# DATA PROVIDED:
§ §

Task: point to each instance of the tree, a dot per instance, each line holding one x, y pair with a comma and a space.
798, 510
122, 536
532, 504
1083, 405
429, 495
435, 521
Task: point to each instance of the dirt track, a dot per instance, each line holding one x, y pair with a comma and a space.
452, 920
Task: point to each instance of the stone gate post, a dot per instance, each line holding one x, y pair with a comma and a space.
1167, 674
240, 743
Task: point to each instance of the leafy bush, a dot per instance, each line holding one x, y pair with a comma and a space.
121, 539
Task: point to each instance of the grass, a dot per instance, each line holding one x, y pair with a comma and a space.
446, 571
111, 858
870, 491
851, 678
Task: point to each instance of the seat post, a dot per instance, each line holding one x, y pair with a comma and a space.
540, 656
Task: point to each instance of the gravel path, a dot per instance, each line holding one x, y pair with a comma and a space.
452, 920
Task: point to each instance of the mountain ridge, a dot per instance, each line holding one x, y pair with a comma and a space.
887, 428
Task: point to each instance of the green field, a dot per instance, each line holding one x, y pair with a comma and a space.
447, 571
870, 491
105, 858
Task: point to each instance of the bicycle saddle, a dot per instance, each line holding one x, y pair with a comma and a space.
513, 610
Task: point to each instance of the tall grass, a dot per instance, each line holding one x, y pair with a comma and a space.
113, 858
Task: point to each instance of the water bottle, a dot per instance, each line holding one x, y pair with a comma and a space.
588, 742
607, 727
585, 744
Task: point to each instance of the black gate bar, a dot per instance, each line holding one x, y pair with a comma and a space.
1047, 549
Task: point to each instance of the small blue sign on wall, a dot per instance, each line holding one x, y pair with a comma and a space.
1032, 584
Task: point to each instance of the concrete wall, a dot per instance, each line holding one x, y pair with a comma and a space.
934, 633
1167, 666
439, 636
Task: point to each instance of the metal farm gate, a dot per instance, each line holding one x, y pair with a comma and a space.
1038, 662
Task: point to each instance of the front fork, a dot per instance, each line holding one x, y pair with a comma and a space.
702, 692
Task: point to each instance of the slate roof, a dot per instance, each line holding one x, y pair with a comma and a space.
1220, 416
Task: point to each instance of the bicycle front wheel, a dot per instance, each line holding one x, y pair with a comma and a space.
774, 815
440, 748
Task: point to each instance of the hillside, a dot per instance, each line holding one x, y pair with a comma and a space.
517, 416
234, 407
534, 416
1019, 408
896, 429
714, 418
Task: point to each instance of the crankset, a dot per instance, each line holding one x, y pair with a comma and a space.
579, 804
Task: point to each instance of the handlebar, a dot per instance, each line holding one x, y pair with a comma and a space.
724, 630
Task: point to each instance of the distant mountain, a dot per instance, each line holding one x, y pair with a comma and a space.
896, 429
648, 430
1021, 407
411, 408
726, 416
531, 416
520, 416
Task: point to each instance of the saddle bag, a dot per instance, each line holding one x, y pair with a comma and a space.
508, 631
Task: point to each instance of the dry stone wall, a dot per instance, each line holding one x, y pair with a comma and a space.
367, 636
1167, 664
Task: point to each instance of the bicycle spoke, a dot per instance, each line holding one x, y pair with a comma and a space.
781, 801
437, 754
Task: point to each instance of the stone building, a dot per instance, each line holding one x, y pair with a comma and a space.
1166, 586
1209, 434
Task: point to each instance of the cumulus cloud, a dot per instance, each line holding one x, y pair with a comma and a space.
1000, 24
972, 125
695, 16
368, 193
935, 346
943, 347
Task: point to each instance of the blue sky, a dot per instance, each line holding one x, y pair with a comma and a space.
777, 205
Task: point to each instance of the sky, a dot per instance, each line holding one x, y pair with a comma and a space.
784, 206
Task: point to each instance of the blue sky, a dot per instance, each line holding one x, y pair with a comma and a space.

§ §

# PROBLEM:
Retype the material in full, character for character.

# REPLY:
Task: point to each instance of the tree, a dot per instance, each line holding one x, y pair with a comma and a space.
798, 510
122, 536
532, 504
1083, 405
429, 495
435, 521
Task: point to each instance of the dirt track, a dot per instance, each line holding one x, y pair with a comma and a space.
452, 920
Task: point to each instance of the stone gate post, a dot per instance, each line holding one x, y pair with a comma and a space.
1167, 674
240, 743
Task: point to each instance of the leafy bush, a dot per instance, each line holding one x, y pair with a comma and a space.
121, 539
Task: point to each instance of the grass, a dot per instance, each line holding one x, y pair with a comma and a space.
446, 571
111, 858
870, 491
851, 678
Task: point to each instance of the seat post, a dot per instance, each line holding one x, y pair with a comma and a space.
540, 656
Task: point to each instance of the gravel path, a dot per instance, each line holding one x, y pair with a comma and a space.
452, 920
Task: point to each instance of the mountain ridge, a dot per instance, each line holding one x, y pair with a comma and a space.
887, 428
Task: point to each instance of the green field, a dot per instance, each line holding one x, y pair with a comma and a space.
447, 571
870, 491
105, 858
Task: point to each instance of the bicycle saddle, a dot per instance, each line holding one x, y pair with a comma and a space.
513, 610
Task: point to each instance of the tall grass, a dot per instance, each line holding one x, y pair with a comma and a space.
113, 858
Task: point to each instance of the water bottle, a dot per instance, each line holding one x, y pair with a comma and a space.
588, 742
607, 727
585, 744
Task: point to each instance of the black gate bar, a dot per instance, each line holding one x, y pair with a comma and a space.
1047, 549
Task: point to each instance of the small blue sign on wall, a dot per instance, each line holding one x, y pair with a comma and a space.
1032, 584
Task: point to each instance of the concrete wall, a dot per instance, each line holding one x, y pair with a comma and a space.
934, 633
1167, 666
439, 636
Task: point to each instance of the metal farm gate, a dot per instance, each line holding one x, y pair with a comma and a space.
1038, 662
Task: point to each instance of the front fork, a dot per instance, each line holding one x, y pair with a comma and a space.
702, 692
Task: point to each instance of the slate roof, a dot per instance, each line holding one x, y pair with a comma and a space.
1220, 416
Task: point to each instance of the bicycle front wheel, a dot per instance, each line holding one x, y pair with a comma and a space.
774, 815
440, 748
Task: point to each instance of the hillside, a dot per instance, each line holding one x, y pair with a comma and a space.
517, 416
234, 407
534, 416
1019, 408
896, 429
714, 418
Task: point to each instance of the crankset, a dot per instance, each line holding one x, y pair with a comma and a space.
579, 804
Task: point to each instance of the handlebar, a dot per instance, each line holding one x, y pair with a comma and a space.
724, 630
Task: point to each instance of the distant mountain, a dot per instance, each line holding one x, y pair with a comma and a space.
896, 429
648, 430
1021, 407
411, 408
726, 416
531, 416
520, 416
Task: point to each instance of the saddle bag, a dot per instance, each line holding one x, y pair with a comma and a space.
508, 631
Task: point to each instance of the dry stone wall, a dot per instance, each line holding one x, y pair with a comma and a space.
367, 636
1167, 664
Task: point to each instance of the bicycle spoke, a dot per instance, each line holding one x, y pair with a comma and a space.
781, 801
437, 754
Task: point to each instance of the stone building, a dot per instance, each line holding one x, y pair with a comma and a space.
1166, 586
1209, 434
Task: point to each instance of the cumulus cloud, a dot per instance, each line holding one x, y pair with a comma and a space.
1000, 24
972, 125
695, 16
368, 193
935, 346
943, 347
Task: point to each instance of the blue sky, a dot per instance, each line holding one x, y pair with a comma and a space.
777, 205
Task: point to each instance of the sky, a dot per instance, each line holding one x, y pair with a comma and a space.
784, 206
Task: point to each instance of the blue sky, a dot per instance, each line holding one x, y pair with a comma and a space.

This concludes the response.